━━━━━ Given data ━━━━━

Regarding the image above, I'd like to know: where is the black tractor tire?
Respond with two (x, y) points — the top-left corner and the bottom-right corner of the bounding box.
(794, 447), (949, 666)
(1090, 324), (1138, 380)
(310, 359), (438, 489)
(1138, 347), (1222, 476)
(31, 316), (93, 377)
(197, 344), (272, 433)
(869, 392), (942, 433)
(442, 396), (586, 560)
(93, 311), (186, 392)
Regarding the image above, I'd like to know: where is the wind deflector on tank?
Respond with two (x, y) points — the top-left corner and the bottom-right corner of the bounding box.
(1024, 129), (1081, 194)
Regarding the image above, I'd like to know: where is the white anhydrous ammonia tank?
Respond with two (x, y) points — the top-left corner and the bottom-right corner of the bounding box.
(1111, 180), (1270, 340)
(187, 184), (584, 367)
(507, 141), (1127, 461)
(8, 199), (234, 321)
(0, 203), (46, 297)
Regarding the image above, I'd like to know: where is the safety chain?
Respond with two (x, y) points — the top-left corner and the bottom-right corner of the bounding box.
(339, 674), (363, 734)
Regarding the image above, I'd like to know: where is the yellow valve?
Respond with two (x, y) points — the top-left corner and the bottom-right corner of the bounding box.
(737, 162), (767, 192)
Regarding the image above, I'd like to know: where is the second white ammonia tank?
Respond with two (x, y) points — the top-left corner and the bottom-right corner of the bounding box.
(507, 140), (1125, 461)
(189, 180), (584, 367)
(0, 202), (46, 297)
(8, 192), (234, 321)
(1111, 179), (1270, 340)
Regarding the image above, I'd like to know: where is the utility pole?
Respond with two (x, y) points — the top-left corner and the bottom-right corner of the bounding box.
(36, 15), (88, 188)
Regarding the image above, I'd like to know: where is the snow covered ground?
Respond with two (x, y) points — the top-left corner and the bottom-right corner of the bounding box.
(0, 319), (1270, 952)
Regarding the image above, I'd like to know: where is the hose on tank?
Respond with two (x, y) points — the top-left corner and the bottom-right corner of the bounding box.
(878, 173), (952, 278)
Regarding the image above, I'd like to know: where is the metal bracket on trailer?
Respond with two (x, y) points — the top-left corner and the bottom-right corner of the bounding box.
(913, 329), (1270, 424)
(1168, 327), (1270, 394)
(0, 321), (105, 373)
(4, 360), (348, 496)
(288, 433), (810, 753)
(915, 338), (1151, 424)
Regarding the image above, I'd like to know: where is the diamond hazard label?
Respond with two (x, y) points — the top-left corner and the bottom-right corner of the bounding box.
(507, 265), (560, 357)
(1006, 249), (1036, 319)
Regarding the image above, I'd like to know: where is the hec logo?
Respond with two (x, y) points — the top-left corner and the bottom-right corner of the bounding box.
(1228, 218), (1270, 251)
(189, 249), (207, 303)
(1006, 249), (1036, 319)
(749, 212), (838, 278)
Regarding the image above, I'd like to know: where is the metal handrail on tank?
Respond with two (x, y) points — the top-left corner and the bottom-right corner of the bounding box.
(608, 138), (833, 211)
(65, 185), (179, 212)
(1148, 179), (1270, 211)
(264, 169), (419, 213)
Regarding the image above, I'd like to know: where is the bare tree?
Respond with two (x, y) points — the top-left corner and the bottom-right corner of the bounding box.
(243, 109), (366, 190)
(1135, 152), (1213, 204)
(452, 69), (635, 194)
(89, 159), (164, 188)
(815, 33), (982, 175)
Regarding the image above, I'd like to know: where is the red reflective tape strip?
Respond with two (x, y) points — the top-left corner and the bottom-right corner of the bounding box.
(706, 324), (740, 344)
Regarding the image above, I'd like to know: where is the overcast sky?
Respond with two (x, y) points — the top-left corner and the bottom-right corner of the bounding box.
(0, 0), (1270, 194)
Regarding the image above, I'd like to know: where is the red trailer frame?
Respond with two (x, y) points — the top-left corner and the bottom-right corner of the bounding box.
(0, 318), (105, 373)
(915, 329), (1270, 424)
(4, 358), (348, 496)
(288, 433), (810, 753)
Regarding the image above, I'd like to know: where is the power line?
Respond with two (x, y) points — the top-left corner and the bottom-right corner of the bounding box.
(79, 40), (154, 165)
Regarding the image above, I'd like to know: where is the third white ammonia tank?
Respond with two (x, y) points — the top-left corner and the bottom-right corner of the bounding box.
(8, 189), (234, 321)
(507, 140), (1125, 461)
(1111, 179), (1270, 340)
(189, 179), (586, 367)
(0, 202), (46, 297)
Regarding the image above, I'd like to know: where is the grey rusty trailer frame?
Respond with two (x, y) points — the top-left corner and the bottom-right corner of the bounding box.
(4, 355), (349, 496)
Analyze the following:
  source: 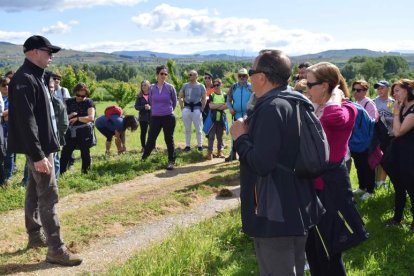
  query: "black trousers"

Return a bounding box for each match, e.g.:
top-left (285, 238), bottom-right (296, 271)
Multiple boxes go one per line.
top-left (60, 138), bottom-right (91, 174)
top-left (351, 150), bottom-right (375, 194)
top-left (392, 177), bottom-right (414, 222)
top-left (139, 121), bottom-right (149, 149)
top-left (142, 114), bottom-right (175, 162)
top-left (24, 153), bottom-right (63, 251)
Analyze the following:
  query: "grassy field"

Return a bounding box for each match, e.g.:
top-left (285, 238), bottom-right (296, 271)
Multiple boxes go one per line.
top-left (108, 170), bottom-right (414, 276)
top-left (0, 102), bottom-right (231, 213)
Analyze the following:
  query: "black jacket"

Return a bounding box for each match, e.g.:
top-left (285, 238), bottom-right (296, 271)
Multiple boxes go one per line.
top-left (135, 93), bottom-right (151, 122)
top-left (235, 87), bottom-right (324, 238)
top-left (8, 59), bottom-right (59, 162)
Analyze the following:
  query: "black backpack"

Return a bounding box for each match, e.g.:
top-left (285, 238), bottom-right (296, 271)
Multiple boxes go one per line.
top-left (277, 91), bottom-right (329, 178)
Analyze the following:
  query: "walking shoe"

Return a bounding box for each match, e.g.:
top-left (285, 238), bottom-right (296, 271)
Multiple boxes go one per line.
top-left (27, 230), bottom-right (47, 249)
top-left (385, 219), bottom-right (402, 227)
top-left (167, 161), bottom-right (175, 171)
top-left (217, 150), bottom-right (225, 158)
top-left (352, 188), bottom-right (365, 195)
top-left (46, 247), bottom-right (82, 266)
top-left (361, 192), bottom-right (373, 200)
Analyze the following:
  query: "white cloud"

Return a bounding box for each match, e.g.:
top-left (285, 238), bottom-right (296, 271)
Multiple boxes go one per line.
top-left (131, 4), bottom-right (333, 53)
top-left (0, 31), bottom-right (32, 44)
top-left (42, 20), bottom-right (79, 34)
top-left (0, 0), bottom-right (147, 12)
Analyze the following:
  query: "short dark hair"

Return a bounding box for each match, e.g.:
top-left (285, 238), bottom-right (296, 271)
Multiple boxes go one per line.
top-left (124, 115), bottom-right (138, 131)
top-left (298, 61), bottom-right (312, 69)
top-left (256, 49), bottom-right (292, 85)
top-left (391, 79), bottom-right (414, 101)
top-left (155, 65), bottom-right (168, 75)
top-left (73, 82), bottom-right (89, 97)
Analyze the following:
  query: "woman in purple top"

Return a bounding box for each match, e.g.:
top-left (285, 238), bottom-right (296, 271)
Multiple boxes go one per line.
top-left (142, 65), bottom-right (177, 170)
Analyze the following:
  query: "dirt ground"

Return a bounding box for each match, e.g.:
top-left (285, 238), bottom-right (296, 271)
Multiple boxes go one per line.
top-left (0, 159), bottom-right (239, 275)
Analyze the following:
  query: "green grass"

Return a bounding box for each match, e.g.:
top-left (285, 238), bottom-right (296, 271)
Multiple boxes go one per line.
top-left (0, 102), bottom-right (230, 213)
top-left (109, 169), bottom-right (414, 276)
top-left (109, 210), bottom-right (258, 275)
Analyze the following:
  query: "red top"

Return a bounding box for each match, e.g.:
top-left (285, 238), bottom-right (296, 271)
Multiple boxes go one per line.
top-left (315, 102), bottom-right (357, 190)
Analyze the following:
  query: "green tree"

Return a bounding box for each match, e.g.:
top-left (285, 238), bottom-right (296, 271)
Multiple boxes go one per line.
top-left (101, 80), bottom-right (136, 108)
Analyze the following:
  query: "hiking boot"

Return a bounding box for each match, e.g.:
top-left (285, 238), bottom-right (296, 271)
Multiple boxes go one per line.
top-left (27, 230), bottom-right (47, 249)
top-left (167, 161), bottom-right (175, 171)
top-left (361, 192), bottom-right (373, 200)
top-left (46, 247), bottom-right (82, 266)
top-left (217, 150), bottom-right (226, 158)
top-left (385, 219), bottom-right (402, 227)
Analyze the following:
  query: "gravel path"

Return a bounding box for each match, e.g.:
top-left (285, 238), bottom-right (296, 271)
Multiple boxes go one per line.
top-left (0, 160), bottom-right (239, 275)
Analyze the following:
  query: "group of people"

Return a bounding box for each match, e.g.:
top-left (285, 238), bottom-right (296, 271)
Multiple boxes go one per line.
top-left (0, 36), bottom-right (414, 275)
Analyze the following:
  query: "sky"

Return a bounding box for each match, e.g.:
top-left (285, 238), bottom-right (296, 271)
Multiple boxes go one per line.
top-left (0, 0), bottom-right (414, 56)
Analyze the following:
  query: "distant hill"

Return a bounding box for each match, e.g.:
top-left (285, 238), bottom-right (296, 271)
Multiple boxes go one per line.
top-left (0, 42), bottom-right (414, 67)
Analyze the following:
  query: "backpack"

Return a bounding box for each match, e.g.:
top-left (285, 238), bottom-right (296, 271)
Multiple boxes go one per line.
top-left (348, 102), bottom-right (375, 152)
top-left (277, 91), bottom-right (329, 178)
top-left (105, 105), bottom-right (124, 120)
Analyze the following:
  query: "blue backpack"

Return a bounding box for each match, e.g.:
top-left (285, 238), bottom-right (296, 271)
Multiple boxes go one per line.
top-left (348, 103), bottom-right (375, 152)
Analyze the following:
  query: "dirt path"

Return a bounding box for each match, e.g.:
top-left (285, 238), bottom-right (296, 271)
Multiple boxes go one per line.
top-left (0, 160), bottom-right (239, 275)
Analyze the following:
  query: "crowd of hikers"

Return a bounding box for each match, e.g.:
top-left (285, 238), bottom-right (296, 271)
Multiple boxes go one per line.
top-left (0, 36), bottom-right (414, 275)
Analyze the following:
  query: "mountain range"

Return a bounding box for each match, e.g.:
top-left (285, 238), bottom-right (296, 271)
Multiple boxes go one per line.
top-left (0, 42), bottom-right (414, 67)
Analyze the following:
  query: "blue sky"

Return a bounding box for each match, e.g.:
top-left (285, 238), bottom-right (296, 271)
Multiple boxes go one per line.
top-left (0, 0), bottom-right (414, 55)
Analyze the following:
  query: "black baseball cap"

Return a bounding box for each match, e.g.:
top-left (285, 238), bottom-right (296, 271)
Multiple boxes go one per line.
top-left (23, 35), bottom-right (61, 53)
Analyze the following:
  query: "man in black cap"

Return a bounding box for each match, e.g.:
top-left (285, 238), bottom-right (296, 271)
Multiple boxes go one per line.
top-left (8, 35), bottom-right (82, 266)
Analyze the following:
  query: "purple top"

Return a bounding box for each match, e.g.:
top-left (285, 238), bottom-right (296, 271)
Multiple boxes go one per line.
top-left (149, 82), bottom-right (177, 116)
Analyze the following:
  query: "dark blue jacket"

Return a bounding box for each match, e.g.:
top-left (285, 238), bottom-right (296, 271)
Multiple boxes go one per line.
top-left (235, 87), bottom-right (324, 238)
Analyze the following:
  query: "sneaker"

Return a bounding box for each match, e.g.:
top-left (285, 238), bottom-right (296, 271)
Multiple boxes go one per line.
top-left (167, 162), bottom-right (175, 171)
top-left (27, 230), bottom-right (47, 249)
top-left (361, 192), bottom-right (373, 200)
top-left (352, 188), bottom-right (365, 195)
top-left (385, 219), bottom-right (402, 227)
top-left (46, 247), bottom-right (82, 266)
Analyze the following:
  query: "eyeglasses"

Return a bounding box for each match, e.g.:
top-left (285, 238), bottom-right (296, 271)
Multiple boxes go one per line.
top-left (38, 48), bottom-right (53, 56)
top-left (249, 69), bottom-right (265, 77)
top-left (306, 81), bottom-right (323, 89)
top-left (352, 88), bottom-right (365, 93)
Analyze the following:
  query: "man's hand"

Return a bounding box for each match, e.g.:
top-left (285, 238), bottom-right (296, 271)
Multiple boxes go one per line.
top-left (230, 118), bottom-right (249, 141)
top-left (34, 157), bottom-right (53, 175)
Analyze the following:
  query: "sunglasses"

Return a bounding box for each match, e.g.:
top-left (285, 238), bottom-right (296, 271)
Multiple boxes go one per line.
top-left (306, 81), bottom-right (323, 89)
top-left (352, 88), bottom-right (365, 93)
top-left (38, 48), bottom-right (53, 56)
top-left (248, 69), bottom-right (265, 77)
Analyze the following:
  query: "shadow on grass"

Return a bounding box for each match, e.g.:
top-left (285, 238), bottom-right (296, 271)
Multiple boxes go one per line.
top-left (344, 189), bottom-right (414, 275)
top-left (0, 261), bottom-right (58, 275)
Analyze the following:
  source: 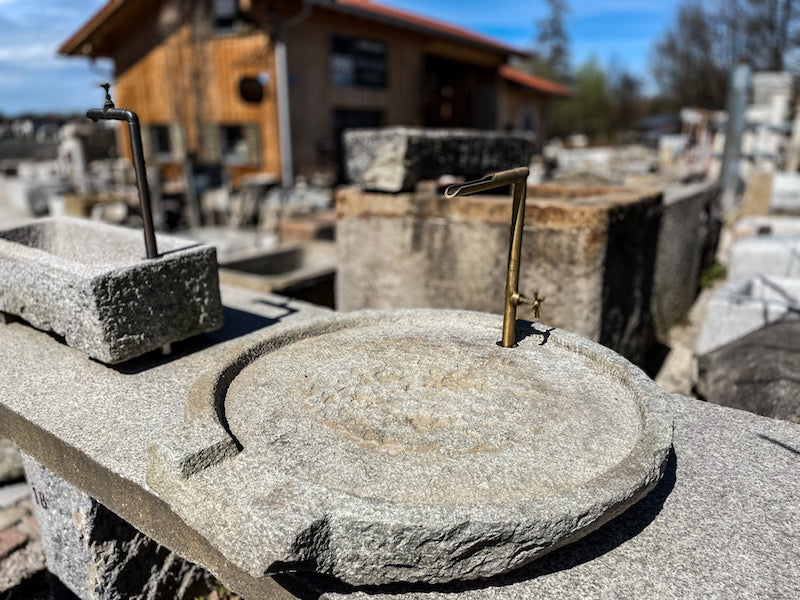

━━━━━

## Problem description
Reproduce the lines of the records above verbatim, starting with the line that contains "the overcast sky?" and going on through the line that contains "top-left (8, 59), bottom-right (59, 162)", with both of those lines included. Omit the pictures from your answer.

## Written solution
Regarding the image above, I'd like to know: where is the overcast sky?
Respond with two (x, y) points — the top-left corner and the bottom-right corner of the bounding box.
(0, 0), (1270, 194)
Regarding the image above, I'd like to know: where is the red trailer frame?
Respond with two (x, y) points — the top-left corner and the bottom-right corner of the bounding box.
(0, 318), (105, 373)
(915, 329), (1270, 424)
(4, 358), (348, 496)
(288, 433), (810, 753)
Regarding the image above, I'd like to know: where is the power line?
Respond with two (x, y) points — the top-left corner and the bottom-right corner of the bounding box.
(79, 40), (154, 165)
Regarding the image above, I'd like to know: where is the third white ammonia tank?
Respond with two (x, y) points — the top-left corner and the bottom-right corner of the bounding box.
(8, 189), (234, 321)
(507, 140), (1125, 461)
(1111, 179), (1270, 340)
(189, 179), (586, 367)
(0, 202), (46, 297)
Regarding the image above, I'd like to know: where is the grey rusty trailer frame?
Respond with two (x, y) points — the top-left corner and the bottom-right corner of the bounding box.
(4, 355), (349, 496)
Analyze the following:
  source: 
  query: "black trousers"

Return a bounding box for each match, e.g.:
top-left (285, 238), bottom-right (296, 271)
Multiple boxes go one per line.
top-left (60, 138), bottom-right (91, 174)
top-left (351, 150), bottom-right (375, 194)
top-left (392, 177), bottom-right (414, 222)
top-left (139, 121), bottom-right (149, 149)
top-left (142, 114), bottom-right (175, 162)
top-left (24, 153), bottom-right (63, 251)
Analyze the following:
  query: "grassy field"

Return a bounding box for each match, e.g.:
top-left (285, 238), bottom-right (296, 271)
Multiple boxes go one per line.
top-left (108, 170), bottom-right (414, 276)
top-left (0, 102), bottom-right (231, 213)
Analyze the following:
  query: "black jacket"

Return a bounding box for each match, e.g.:
top-left (285, 238), bottom-right (296, 271)
Multiple boxes go one per line.
top-left (135, 93), bottom-right (151, 122)
top-left (235, 87), bottom-right (324, 238)
top-left (8, 59), bottom-right (59, 162)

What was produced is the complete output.